> _Instructions for the task_:
Reproduce the passage below on modeling potential dhole distribution in full, word for word.

> _Supplied passage_:

[Start of Attachment]

Modeling Potential Dhole Distribution or Habitat
We modeled potential dhole distribution and habitat suitability in Bhutan using MaxEnt program version 3.4.3 (Phillips et al., 2020) which uses a widely employed maximum entropy method of modeling species distribution based on presence-only data (Phillips et al., 2006). In MaxEnt, georeferenced occurrence points of a target species are associated with environmental variables to yield a spatial layer representing the most widespread probability of its presence, given constraints imposed by these environmental layers (Elith et al., 2011). The resulting layer also constitutes a habitat suitability layer of a species and depicts its realized niche, which is a subset of its fundamental niche (Phillips et al., 2006). MaxEnt modeling was chosen because our dataset solely comprised dhole presence points, thereby, precluding the use of a boosted regression tree based on additional absence data (Yu et al., 2020) and species occupancy modeling based on repeated surveys (MacKenzie et al., 2006).

[End of Attachment]

Point localization data:
[Start of Attachment]

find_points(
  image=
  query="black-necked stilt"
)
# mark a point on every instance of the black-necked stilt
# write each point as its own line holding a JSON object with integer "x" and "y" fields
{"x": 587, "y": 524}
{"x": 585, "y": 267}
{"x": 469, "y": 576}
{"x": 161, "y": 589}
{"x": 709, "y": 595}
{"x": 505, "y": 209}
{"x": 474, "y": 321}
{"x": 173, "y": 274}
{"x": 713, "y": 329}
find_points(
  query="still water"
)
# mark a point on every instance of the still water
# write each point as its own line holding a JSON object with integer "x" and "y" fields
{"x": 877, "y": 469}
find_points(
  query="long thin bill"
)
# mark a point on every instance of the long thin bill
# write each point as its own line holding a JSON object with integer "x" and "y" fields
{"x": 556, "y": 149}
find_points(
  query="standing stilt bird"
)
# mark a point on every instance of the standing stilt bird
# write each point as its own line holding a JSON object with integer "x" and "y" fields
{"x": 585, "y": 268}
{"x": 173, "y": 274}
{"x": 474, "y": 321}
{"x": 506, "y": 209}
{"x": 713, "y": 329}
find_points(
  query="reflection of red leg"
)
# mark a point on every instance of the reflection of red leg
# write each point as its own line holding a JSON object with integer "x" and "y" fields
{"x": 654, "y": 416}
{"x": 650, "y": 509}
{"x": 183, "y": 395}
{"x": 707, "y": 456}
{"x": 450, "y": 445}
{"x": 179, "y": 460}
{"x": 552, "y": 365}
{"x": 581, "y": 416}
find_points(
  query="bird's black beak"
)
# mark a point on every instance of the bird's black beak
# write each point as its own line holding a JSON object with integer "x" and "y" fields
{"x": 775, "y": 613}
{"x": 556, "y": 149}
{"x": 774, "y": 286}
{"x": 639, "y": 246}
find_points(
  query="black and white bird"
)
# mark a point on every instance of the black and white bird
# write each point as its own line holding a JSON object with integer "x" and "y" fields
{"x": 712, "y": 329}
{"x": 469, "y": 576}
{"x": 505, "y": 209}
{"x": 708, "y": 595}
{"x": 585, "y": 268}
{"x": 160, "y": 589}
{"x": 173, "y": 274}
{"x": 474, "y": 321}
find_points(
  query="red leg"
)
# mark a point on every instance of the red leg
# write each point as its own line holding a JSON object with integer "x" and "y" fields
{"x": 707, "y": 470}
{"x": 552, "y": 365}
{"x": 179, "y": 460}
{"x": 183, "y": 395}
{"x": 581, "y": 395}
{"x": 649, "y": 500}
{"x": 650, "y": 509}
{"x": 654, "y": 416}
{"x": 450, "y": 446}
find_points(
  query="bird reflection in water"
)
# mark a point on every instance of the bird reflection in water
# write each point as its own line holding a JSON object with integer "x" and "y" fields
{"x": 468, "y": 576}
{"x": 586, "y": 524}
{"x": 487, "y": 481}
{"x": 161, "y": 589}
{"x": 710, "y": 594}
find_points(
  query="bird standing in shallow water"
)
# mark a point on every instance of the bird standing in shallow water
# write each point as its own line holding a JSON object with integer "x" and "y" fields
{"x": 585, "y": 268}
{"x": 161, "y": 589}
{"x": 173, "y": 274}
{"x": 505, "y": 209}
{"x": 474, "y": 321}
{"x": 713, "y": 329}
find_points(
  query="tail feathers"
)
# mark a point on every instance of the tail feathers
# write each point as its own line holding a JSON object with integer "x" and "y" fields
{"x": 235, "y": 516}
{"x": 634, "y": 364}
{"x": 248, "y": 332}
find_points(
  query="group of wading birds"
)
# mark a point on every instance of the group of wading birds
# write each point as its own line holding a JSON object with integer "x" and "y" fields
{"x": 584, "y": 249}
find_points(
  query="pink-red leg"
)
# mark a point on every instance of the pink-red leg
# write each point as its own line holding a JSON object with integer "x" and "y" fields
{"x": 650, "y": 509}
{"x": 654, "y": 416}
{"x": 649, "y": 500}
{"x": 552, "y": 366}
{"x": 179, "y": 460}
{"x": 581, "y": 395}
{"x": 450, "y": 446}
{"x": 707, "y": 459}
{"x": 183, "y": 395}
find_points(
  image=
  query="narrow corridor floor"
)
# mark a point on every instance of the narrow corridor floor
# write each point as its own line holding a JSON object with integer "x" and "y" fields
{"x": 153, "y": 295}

[End of Attachment]

> _Written response_:
Modeling Potential Dhole Distribution or Habitat
We modeled potential dhole distribution and habitat suitability in Bhutan using MaxEnt program version 3.4.3 (Phillips et al., 2020) which uses a widely employed maximum entropy method of modeling species distribution based on presence-only data (Phillips et al., 2006). In MaxEnt, georeferenced occurrence points of a target species are associated with environmental variables to yield a spatial layer representing the most widespread probability of its presence, given constraints imposed by these environmental layers (Elith et al., 2011). The resulting layer also constitutes a habitat suitability layer of a species and depicts its realized niche, which is a subset of its fundamental niche (Phillips et al., 2006). MaxEnt modeling was chosen because our dataset solely comprised dhole presence points, thereby, precluding the use of a boosted regression tree based on additional absence data (Yu et al., 2020) and species occupancy modeling based on repeated surveys (MacKenzie et al., 2006).